From the records, pick out and copy each line containing "shadow".

### DATA IN THIS EXERCISE

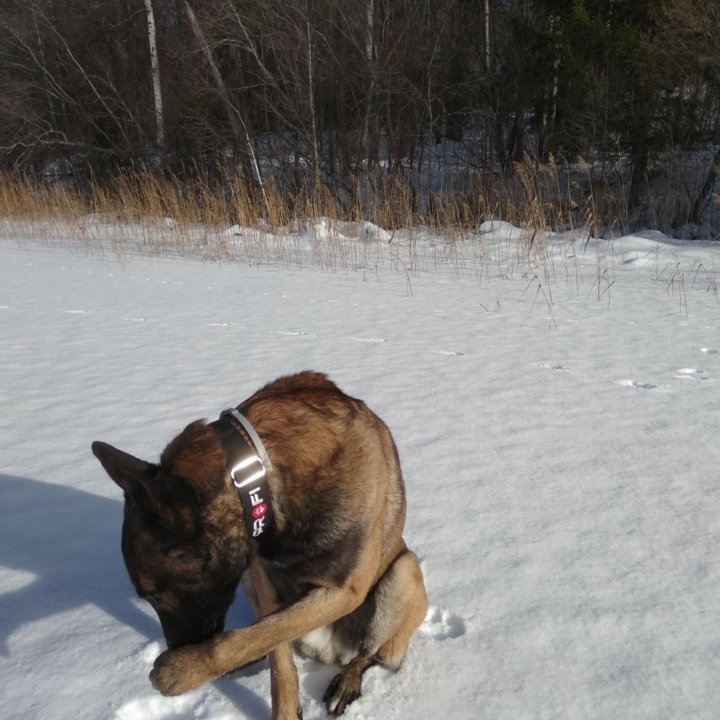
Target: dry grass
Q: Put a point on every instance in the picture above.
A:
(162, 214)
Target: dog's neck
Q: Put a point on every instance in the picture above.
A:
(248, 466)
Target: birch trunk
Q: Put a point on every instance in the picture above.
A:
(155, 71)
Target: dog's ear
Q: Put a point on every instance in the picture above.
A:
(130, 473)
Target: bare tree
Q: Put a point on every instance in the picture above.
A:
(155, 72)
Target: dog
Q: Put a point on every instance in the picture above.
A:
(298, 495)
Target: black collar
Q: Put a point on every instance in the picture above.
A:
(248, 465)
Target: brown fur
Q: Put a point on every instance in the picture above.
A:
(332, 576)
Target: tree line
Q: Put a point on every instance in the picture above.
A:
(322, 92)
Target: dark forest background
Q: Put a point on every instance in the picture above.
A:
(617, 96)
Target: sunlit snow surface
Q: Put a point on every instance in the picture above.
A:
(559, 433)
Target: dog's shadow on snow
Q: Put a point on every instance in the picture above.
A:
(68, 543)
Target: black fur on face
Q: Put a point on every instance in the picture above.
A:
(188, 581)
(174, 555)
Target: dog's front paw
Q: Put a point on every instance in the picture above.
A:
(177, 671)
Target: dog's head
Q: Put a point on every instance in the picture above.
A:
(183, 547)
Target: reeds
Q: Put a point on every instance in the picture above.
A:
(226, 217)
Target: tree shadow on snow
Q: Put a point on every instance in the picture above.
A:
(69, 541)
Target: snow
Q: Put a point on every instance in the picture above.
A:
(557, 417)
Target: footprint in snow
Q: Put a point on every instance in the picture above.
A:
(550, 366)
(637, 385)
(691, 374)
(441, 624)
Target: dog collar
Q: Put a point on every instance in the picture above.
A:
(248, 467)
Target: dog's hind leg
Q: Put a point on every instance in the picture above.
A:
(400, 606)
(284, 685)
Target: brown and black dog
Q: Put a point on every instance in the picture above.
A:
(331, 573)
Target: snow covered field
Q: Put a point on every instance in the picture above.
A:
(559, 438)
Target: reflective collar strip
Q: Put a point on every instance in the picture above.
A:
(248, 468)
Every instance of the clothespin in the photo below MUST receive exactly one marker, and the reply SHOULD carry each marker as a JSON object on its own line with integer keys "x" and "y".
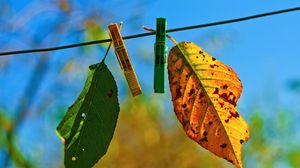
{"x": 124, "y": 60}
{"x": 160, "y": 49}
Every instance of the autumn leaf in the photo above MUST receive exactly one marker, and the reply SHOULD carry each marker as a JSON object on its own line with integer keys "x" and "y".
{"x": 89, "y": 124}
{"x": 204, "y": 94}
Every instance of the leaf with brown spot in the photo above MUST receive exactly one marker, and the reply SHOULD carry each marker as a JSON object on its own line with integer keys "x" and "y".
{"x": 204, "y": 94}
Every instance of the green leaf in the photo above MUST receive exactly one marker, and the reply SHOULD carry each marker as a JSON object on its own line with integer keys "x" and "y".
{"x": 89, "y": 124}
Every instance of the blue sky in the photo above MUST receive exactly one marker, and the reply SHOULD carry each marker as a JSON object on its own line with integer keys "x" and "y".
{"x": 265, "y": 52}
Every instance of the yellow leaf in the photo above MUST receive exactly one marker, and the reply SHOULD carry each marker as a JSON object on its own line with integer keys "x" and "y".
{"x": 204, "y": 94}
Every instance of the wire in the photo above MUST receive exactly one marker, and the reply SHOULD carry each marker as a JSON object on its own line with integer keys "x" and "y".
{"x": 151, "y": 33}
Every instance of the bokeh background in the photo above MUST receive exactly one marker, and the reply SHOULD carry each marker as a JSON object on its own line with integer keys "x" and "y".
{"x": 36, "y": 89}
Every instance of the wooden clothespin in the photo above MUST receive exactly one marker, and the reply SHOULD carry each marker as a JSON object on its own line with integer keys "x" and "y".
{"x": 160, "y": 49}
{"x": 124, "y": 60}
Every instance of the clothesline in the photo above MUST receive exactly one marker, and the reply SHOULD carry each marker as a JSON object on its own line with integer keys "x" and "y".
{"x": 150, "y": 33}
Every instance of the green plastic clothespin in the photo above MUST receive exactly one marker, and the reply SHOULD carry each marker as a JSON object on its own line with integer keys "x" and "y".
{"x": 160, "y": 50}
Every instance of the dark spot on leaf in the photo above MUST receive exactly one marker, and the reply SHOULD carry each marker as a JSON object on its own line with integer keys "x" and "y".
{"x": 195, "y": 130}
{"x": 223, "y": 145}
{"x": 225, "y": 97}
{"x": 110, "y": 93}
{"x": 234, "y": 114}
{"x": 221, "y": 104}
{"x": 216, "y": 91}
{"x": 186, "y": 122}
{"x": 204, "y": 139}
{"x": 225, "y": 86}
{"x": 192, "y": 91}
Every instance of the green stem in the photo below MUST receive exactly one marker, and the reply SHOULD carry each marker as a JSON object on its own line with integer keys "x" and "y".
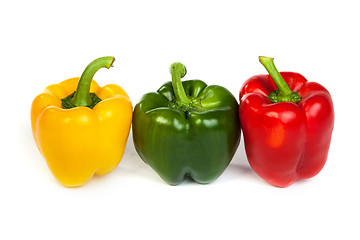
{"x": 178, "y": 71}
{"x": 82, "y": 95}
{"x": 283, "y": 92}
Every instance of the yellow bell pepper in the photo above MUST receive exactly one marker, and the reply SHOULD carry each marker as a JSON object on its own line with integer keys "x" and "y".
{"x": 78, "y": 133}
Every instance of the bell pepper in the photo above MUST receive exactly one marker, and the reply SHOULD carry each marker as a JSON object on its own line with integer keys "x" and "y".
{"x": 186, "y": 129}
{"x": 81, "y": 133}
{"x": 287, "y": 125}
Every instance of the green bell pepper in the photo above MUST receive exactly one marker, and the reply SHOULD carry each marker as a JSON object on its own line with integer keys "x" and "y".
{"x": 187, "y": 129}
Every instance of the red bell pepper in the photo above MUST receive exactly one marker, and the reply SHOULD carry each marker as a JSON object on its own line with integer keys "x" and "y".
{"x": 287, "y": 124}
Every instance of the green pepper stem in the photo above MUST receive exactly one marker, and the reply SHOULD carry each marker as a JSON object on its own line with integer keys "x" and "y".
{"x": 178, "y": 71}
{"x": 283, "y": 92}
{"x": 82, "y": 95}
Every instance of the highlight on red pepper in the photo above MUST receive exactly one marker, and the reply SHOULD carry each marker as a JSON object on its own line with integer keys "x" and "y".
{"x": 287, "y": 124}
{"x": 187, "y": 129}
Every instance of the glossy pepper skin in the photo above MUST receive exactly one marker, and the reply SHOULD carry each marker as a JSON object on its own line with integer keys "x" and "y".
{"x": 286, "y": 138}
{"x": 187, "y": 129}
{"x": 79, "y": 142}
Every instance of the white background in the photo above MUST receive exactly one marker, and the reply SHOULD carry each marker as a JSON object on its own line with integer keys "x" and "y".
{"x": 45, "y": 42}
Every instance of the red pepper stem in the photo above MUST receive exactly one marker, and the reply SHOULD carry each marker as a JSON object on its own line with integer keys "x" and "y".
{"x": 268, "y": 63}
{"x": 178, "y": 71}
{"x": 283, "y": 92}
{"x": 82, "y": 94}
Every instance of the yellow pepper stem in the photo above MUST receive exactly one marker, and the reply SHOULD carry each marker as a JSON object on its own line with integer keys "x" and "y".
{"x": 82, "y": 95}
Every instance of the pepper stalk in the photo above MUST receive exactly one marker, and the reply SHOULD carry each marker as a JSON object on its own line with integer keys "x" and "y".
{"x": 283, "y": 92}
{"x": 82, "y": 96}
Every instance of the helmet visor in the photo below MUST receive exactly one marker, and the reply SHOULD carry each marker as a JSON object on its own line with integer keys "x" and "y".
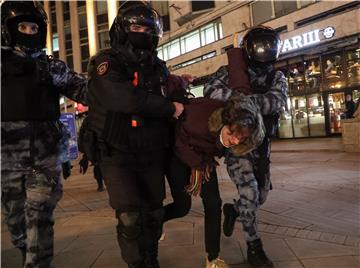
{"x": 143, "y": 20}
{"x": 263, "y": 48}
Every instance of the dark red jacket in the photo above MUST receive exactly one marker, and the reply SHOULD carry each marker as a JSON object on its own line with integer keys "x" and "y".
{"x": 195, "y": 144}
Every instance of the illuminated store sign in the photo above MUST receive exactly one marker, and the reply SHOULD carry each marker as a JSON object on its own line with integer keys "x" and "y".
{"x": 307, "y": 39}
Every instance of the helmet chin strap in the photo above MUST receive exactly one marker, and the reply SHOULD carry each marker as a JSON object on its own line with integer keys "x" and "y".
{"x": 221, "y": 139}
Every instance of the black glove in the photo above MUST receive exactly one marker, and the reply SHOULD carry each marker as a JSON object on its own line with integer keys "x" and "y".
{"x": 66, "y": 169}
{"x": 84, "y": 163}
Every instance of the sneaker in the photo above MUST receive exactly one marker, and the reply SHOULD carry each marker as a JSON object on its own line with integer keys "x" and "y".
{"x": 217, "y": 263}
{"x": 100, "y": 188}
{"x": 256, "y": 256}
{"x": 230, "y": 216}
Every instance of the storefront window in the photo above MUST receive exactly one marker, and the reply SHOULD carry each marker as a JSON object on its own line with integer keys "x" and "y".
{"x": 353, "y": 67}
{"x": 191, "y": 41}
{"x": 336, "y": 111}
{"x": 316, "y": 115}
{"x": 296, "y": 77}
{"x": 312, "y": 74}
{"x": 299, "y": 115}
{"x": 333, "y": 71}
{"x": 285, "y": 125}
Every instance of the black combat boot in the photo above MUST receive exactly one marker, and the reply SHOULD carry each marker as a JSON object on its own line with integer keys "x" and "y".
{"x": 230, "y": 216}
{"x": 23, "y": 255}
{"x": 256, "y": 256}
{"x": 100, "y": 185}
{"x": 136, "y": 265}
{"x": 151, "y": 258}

######
### DATA IN THIS EXERCISE

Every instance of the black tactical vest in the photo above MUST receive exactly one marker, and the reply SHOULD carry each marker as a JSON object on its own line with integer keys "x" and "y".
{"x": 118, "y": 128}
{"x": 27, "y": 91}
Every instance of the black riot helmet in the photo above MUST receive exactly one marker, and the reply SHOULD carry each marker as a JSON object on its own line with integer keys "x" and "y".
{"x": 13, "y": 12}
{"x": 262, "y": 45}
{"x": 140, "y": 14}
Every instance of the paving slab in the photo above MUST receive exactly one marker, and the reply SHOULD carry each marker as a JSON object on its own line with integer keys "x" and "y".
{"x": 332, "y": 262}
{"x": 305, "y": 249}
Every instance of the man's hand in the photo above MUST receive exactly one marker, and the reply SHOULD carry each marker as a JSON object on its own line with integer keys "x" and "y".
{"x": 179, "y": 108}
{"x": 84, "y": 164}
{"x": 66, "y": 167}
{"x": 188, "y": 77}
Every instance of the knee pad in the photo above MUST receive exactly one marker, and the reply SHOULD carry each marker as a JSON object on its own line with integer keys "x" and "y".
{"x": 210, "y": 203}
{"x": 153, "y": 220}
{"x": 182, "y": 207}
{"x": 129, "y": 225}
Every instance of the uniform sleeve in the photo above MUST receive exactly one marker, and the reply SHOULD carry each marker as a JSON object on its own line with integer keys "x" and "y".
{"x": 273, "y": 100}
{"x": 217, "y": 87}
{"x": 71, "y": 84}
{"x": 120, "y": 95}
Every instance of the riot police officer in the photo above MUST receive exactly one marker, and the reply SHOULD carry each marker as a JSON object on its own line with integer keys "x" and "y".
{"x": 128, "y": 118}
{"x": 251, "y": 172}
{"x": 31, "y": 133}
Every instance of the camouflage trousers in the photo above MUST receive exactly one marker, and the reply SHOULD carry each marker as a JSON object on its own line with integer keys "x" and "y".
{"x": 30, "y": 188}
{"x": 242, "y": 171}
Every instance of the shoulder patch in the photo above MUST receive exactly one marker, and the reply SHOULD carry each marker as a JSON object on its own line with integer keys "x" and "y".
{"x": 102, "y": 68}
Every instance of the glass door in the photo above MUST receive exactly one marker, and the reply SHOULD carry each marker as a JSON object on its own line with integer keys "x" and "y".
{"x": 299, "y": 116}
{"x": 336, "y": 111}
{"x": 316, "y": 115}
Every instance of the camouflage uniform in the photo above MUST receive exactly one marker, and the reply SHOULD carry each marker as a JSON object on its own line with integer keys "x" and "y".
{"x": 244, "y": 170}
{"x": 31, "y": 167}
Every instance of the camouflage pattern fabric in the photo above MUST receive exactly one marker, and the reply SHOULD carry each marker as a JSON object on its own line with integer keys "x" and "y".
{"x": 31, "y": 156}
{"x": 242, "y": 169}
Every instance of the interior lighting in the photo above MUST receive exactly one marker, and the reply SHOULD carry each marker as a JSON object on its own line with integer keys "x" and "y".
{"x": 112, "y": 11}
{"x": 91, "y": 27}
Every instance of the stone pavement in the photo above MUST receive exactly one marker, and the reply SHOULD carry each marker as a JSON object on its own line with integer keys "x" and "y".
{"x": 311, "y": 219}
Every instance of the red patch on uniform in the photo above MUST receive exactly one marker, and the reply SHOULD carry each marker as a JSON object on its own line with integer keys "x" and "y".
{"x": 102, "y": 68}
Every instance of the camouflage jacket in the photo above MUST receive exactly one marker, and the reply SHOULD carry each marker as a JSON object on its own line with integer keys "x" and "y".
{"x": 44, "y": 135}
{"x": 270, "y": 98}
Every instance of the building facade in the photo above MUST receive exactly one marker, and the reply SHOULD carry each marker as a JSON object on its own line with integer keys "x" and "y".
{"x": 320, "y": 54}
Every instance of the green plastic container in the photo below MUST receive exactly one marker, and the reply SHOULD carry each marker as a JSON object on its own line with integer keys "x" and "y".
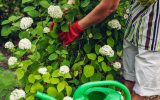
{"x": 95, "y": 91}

######

◆ ANSWER
Target: dog's shadow on snow
Target: tree shadow on snow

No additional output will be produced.